- [Stated exercise 1]: Report each line in the records that contains the string "here".

Why such a seeming contradiction?
Around 80% of people on the planet believe in a conceptual religious phenomenon — for instance, some God with a name or a face or a location, or who did something concrete for some concrete reason. As a result, there are many conceptually contradictory beliefs.
If you are of the 20%, what are the why’s of the 80%?
If you are of the 80%, why do most people on the planet believe something you contradict, and see this as an essential part of their lives?
I’m sorry if it’s a challenging exercise.
Nevertheless, it’s an interesting one. Please take some time for it.
This is not about trying to turn you from a believer right into a non-believer. That would be a bad thing to do. This is about the essence of the exercise.
Now think even more of ‘them’ without feeling yourself involved.
Whether you are a believer or not, from now on, it’s about them ― they ― those people: either 80% or somewhere between 60% and 80% of the global population.
Of these, it is clear that ALL of them do something noteworthy but which, at the same time, isn’t correct.
Why do they act this way?
May there be one why or many why’s for their behavior?
The above is just an exercise, showing that very many people can have a different view about something as fundamental as religion.
This text is about something even more fundamental: Why do most (almost all) people not see who is looking when they are looking — namely, themselves as total persons? In other words, why is there a basic cognitive illusion with so many detrimental results?
One why or many
Is there one overarching why behind the many (not knowing, not daring, not wanting) that form a messy cluster of why’s?
In this, I come to a unitary underlying why: Inner Dissociation.

[Outline labeling records]
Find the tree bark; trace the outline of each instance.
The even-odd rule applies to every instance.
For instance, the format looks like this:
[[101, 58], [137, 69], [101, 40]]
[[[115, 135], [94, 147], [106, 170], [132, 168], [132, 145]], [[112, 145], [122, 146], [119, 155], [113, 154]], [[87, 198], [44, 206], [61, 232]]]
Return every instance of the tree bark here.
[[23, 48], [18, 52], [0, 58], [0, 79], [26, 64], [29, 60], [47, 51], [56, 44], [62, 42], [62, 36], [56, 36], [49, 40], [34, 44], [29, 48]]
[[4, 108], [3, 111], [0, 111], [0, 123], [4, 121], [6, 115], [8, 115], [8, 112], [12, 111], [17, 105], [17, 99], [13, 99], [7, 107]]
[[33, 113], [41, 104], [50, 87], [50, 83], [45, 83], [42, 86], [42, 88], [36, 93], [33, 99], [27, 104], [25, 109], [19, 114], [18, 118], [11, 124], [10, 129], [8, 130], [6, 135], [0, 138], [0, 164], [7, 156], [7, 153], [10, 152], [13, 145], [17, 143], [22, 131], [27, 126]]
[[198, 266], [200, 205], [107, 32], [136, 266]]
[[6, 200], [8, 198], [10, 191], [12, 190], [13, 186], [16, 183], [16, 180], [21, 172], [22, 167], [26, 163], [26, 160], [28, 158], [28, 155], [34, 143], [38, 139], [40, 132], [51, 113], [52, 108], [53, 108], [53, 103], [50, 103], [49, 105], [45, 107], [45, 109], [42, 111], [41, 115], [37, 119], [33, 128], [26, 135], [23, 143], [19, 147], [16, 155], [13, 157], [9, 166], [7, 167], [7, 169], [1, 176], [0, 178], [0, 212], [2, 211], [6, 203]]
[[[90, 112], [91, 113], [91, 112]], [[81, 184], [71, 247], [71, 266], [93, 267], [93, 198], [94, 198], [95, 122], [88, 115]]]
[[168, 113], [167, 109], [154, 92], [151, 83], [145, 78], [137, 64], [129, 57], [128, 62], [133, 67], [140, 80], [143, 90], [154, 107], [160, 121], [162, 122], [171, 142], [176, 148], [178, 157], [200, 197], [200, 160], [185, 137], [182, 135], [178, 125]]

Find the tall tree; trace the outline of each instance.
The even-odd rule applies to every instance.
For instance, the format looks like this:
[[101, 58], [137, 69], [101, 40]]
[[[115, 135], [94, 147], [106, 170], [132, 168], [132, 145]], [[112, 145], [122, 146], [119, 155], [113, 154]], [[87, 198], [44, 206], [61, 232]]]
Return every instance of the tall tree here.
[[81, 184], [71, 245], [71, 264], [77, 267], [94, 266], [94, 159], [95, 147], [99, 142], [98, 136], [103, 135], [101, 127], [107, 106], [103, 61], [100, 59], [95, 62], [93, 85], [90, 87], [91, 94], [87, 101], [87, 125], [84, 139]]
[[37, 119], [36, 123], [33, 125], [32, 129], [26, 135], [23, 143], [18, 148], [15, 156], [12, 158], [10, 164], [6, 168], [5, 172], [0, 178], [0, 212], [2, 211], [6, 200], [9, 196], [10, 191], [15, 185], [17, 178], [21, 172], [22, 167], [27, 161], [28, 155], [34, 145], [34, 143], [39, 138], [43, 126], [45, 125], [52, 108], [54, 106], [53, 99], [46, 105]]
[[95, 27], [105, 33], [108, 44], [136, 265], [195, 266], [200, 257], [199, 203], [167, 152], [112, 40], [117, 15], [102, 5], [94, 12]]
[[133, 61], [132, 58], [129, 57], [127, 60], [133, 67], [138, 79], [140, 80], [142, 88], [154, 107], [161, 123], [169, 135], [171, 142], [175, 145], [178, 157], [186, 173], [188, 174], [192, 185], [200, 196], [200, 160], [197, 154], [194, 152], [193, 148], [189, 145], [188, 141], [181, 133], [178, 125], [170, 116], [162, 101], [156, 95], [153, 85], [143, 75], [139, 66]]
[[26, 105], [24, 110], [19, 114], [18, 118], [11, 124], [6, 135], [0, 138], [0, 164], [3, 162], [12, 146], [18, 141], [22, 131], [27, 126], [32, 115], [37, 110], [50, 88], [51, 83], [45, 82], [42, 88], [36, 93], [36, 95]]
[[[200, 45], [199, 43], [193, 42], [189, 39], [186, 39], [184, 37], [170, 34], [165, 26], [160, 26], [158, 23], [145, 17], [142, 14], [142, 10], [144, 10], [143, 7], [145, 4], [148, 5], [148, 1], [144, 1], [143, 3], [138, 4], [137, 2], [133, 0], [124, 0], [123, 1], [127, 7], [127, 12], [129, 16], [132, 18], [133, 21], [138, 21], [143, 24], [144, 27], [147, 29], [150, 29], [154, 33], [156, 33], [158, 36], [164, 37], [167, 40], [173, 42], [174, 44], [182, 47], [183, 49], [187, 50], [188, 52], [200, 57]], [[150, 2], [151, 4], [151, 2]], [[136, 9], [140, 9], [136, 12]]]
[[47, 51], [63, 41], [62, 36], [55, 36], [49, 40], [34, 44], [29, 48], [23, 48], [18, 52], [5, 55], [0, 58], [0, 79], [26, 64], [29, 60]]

- [Stated exercise 2]: Continue the passage on religious belief and inner dissociation from its final sentence.

- [Task output 1]:
Return every instance of the tree bark here.
Return every instance of the tall tree here.

- [Task output 2]:
The real challenge is that this has many different consequences.
For instance, historically, it has led to many separate sociocultural elements that form one’s life in multiple ways — many why’s, making it challenging to start tackling them. It’s everywhere.
Also, it’s not only about any one person, of course. Many people in each one’s immediate and broad environment work together in the same direction, forming a cultural flow underneath.
Even so, it’s urgent to see a global fundamental change.
Technological progress makes it urgent because it increasingly allows us to do what we have always done wrong, only much more effectively and efficiently.
In this respect, A.I. forms the most significant threat ― and it has barely begun. Sadly, from the same blindness, most people don’t see this or run away from it into an A.I.-phobic reaction which is very much like any other phobia. Nor the one nor the other is the way to go. Meanwhile, many anxious people make an anxious society.
I would like to end on a positive note.
Hopefully, the future will bring one. If so, it will come from the inside out.
Compassionate A.I. may help in this, or even be necessary.